### Brief
Copy the stretch from the line that contains "instance like [179,270]." through the line that contains "Query: green grass field" word for word, leaving the pictures out.

### Data for this exercise
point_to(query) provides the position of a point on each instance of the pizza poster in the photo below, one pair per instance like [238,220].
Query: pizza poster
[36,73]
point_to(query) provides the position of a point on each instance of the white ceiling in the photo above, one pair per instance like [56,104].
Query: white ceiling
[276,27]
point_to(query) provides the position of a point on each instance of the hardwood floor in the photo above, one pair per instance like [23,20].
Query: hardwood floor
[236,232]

---

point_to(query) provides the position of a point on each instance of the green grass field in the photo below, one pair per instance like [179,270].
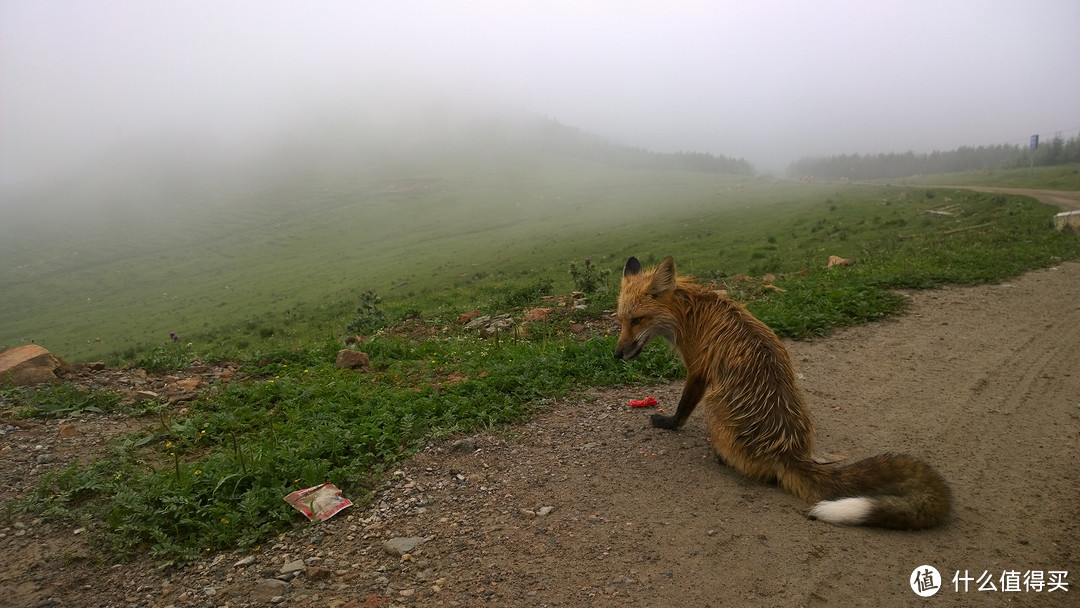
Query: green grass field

### Task answer
point_to(query) provides the position of a point on each instance of the green grass field in the photo below, one pair per instance like [179,270].
Query: green grass field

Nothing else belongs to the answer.